▶ _Sezione testo_:
Tre Domande a: Riccardo Morandini

| Redazione

Cosa vorresti far arrivare a chi ti ascolta?

Il filo conduttore di questo disco è “ciò che alleggerisce il peso dell’Io”. Senza atteggiamenti profetici da decalogo, è una umile condivisione di pensieri e sono felice se qualcuno può trovarvi uno stimolo o anche solo apprezzare la forma e le immagini con cui vengono comunicati. Tra l’altro il primo a cui suggerisco gli espedienti anti-egoistici contenuti nel disco sono io stesso.
Per quanto riguarda la parte musicale, vorrei che chi ascolta si sentisse pienamente calato nelle atmosfere che ho cercato di descrivere nei brani, siano esse ipnotiche, tribali, eteree o marziali. Immagino me e l’ascoltatore come due vasi comunicanti e la musica come quel liquido onirico fatto di impressioni, sensazioni, suggestioni, che li mette in collegamento.

 

Se dovessi riassumere la tua musica in tre parole, quali sceglieresti e perché?

Densa: tendo a scrivere degli arrangiamenti molto fitti e amo i brani in cui ci sono mille dettagli da notare, che possono sorprenderti ancora dopo molti ascolti. Mi piacciono le progressioni di accordi e le melodie articolate. Il tutto cercando di sfuggire ai pericoli dell’eccesso e dell’involuzione.

▶ _Estratto dati_:
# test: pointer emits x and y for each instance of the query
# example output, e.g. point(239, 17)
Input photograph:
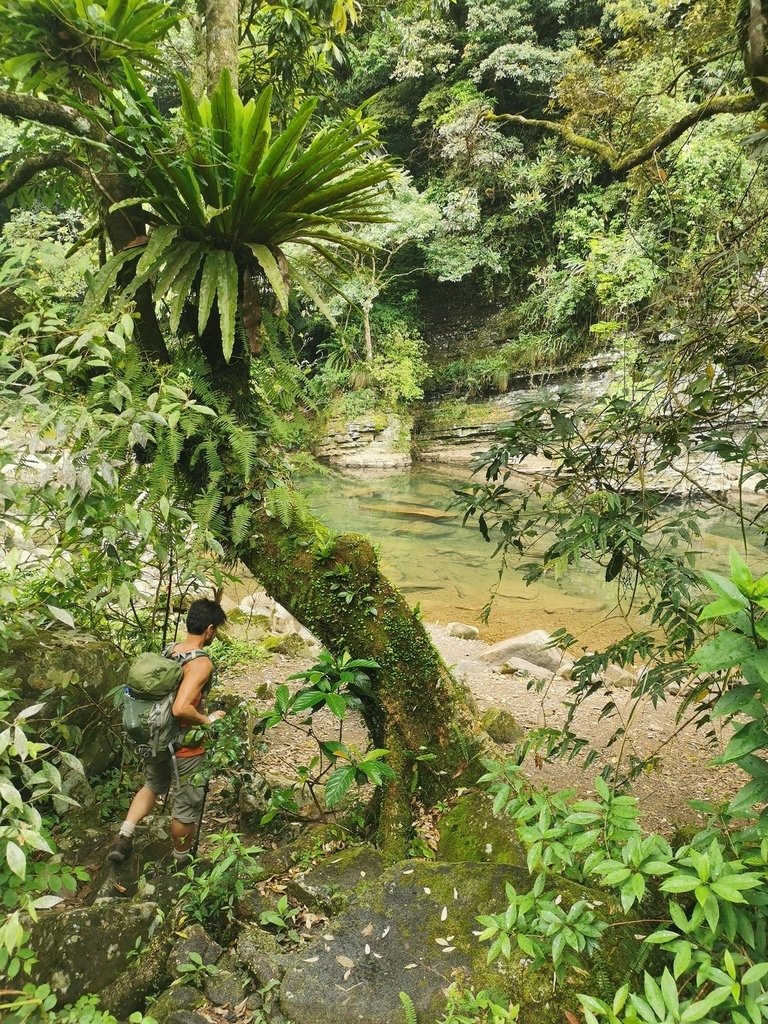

▶ _Compito A_:
Trascrivi fedelmente dall'intervista a Riccardo Morandini il passo che parte dalle parole "Tre Domande a: Riccardo" e si chiude con "mette in collegamento.".
▶ _Compito B_:
Scrivi il seguito dell'intervista a Riccardo Morandini, cominciando subito dopo l'ultima frase riportata.

▶ _Risultato A_:
Tre Domande a: Riccardo Morandini

| Redazione

Cosa vorresti far arrivare a chi ti ascolta?

Il filo conduttore di questo disco è “ciò che alleggerisce il peso dell’Io”. Senza atteggiamenti profetici da decalogo, è una umile condivisione di pensieri e sono felice se qualcuno può trovarvi uno stimolo o anche solo apprezzare la forma e le immagini con cui vengono comunicati. Tra l’altro il primo a cui suggerisco gli espedienti anti-egoistici contenuti nel disco sono io stesso.
Per quanto riguarda la parte musicale, vorrei che chi ascolta si sentisse pienamente calato nelle atmosfere che ho cercato di descrivere nei brani, siano esse ipnotiche, tribali, eteree o marziali. Immagino me e l’ascoltatore come due vasi comunicanti e la musica come quel liquido onirico fatto di impressioni, sensazioni, suggestioni, che li mette in collegamento.

▶ _Risultato B_:
Eclettica: nella mia musica si trovano molteplici ispirazioni anche molto distanti tra loro: ritmi samba, bordoni psichedelici, chitarre col fuzz schiettamente rock, contrappunti classicheggianti, armonie jazz, poliritmie afro-cubane…
Sognante: le tematiche sono spesso astratte e lontane dalla realtà concreta. A volte i testi sono un susseguirsi di immagini in un flusso di coscienza. Apprezzo molto le atmosfere oniriche che fanno viaggiare l’immaginazione. 

 

Quanto puntati sui social per far conoscere il tuo lavoro?

Sui social faccio il minimo indispensabile. Mi piace molto curare l’estetica del mio profilo ma la continua auto-promozione ed esposizione non fa per me. Me ne dispiaccio perché aiuterebbe ad avere più audience e più riconoscimento, ma vorrà dire che mi accontenterò di una crescita più lenta e di un pubblico più limitato. Piuttosto preferisco promuovermi con l’attività live: mi sento più a mio agio su un palco che a fare delle storie su Instagram.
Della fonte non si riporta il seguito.